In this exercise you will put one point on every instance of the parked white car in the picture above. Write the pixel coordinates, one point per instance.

^^^^

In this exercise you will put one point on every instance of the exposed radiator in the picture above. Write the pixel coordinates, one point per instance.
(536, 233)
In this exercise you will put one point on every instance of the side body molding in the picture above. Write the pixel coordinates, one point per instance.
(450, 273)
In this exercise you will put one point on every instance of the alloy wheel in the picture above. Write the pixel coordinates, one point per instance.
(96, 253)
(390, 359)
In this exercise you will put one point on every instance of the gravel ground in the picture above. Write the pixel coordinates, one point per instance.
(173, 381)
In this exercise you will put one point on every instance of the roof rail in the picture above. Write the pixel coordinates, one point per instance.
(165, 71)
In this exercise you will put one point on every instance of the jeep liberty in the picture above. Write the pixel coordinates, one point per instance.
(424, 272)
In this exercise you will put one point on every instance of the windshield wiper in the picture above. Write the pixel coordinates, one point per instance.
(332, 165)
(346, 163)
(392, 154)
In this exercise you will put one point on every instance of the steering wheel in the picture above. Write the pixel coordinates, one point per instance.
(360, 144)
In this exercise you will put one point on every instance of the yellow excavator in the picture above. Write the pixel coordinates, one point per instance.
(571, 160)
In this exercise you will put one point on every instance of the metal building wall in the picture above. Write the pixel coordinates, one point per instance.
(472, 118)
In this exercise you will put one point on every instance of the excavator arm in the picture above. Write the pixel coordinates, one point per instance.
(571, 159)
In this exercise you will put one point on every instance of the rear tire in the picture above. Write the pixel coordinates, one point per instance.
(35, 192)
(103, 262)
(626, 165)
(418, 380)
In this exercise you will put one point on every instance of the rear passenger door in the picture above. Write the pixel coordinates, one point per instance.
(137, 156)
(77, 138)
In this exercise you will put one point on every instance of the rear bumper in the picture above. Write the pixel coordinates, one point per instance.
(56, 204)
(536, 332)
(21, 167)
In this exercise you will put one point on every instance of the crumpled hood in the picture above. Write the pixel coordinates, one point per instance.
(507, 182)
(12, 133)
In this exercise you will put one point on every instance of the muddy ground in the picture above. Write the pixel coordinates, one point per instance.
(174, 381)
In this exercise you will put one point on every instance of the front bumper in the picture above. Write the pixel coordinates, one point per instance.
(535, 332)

^^^^

Count the lines in the data above that contain the string "wall", and reply with the number alone.

[Correct output] 1